● TASK ITEM
What is needed is an exact printout of all the data.

Collected data entries
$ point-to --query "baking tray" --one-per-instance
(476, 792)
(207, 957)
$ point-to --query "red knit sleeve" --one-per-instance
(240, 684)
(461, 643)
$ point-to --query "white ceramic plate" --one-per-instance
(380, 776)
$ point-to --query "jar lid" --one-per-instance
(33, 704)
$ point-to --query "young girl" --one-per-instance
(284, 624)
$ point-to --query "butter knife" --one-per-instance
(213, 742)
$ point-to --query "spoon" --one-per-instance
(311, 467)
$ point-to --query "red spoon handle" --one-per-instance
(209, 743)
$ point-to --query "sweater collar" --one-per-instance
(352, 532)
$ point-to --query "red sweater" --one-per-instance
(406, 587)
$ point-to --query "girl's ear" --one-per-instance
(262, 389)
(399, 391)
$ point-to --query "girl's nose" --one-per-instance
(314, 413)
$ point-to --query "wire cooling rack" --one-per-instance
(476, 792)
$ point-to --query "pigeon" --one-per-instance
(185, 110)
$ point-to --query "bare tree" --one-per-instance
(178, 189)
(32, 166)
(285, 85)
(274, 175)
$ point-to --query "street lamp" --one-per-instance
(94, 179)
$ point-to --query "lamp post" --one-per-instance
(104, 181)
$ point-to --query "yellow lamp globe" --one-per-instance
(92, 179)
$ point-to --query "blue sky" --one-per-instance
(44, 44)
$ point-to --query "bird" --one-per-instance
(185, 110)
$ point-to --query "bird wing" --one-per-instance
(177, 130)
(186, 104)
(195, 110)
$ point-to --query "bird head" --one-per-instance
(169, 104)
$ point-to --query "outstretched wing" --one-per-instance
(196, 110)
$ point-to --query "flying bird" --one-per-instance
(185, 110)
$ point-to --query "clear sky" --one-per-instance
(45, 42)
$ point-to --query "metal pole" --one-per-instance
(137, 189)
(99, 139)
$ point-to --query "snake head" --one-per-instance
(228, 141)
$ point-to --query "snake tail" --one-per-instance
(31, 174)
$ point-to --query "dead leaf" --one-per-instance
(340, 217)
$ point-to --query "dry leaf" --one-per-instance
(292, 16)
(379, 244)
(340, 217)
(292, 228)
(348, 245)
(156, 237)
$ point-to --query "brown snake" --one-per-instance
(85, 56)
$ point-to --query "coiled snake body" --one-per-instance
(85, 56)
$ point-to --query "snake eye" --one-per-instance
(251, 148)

● ANSWER
$ point-to --query "baking tray" --one-per-instance
(476, 792)
(207, 957)
$ point-to --query "red knit sleeve" --one-per-instance
(240, 684)
(461, 643)
$ point-to --query "white ceramic plate" --one-per-instance
(380, 776)
$ point-to --query "jar lid" --one-per-instance
(33, 704)
$ point-to --query "young girl" --one-per-instance
(284, 624)
$ point-to --query "butter knife" --one-per-instance
(213, 742)
$ point-to --query "spoon" --one-per-instance
(311, 467)
$ point-to --query "red spoon handle" --one-per-instance
(209, 743)
$ point-to --query "sweater collar" --one-per-instance
(352, 532)
$ point-to --query "red sweater" --one-per-instance
(406, 587)
$ point-to --query "girl's ear" --one-per-instance
(262, 389)
(399, 391)
$ point-to --query "girl's nose" --one-per-instance
(314, 413)
$ point-to --query "wire cooling rack" --one-per-instance
(476, 792)
$ point-to --query "pigeon" --one-per-instance
(185, 110)
$ point-to --query "bare tree" --one-per-instance
(178, 189)
(32, 166)
(285, 85)
(274, 175)
$ point-to --query "street lamp" --one-per-instance
(94, 179)
$ point-to --query "lamp post" --one-per-instance
(104, 181)
$ point-to --query "yellow lamp globe" --one-per-instance
(92, 179)
$ point-to --query "blue sky" --one-per-instance
(44, 44)
$ point-to --query "bird" --one-per-instance
(185, 110)
$ point-to --query "bird wing" --one-per-instance
(177, 130)
(186, 104)
(195, 110)
$ point-to --query "bird head" --one-per-instance
(169, 104)
$ point-to --query "outstretched wing" --one-per-instance
(196, 110)
$ point-to --query "flying bird" --one-per-instance
(185, 110)
$ point-to --query "clear sky" --one-per-instance
(45, 42)
$ point-to --query "metal pole" --one-per-instance
(137, 189)
(99, 139)
$ point-to --query "snake head" --one-per-instance
(228, 141)
$ point-to --query "snake tail" --one-per-instance
(31, 174)
$ point-to --query "dead leaf" --one-per-instance
(340, 217)
$ point-to --query "dry leaf" --one-per-instance
(292, 16)
(379, 244)
(340, 217)
(292, 228)
(348, 245)
(156, 237)
$ point-to --query "brown snake" --one-per-instance
(85, 56)
$ point-to --query "coiled snake body" --one-per-instance
(85, 56)
$ point-to --query "snake eye" --one-per-instance
(251, 148)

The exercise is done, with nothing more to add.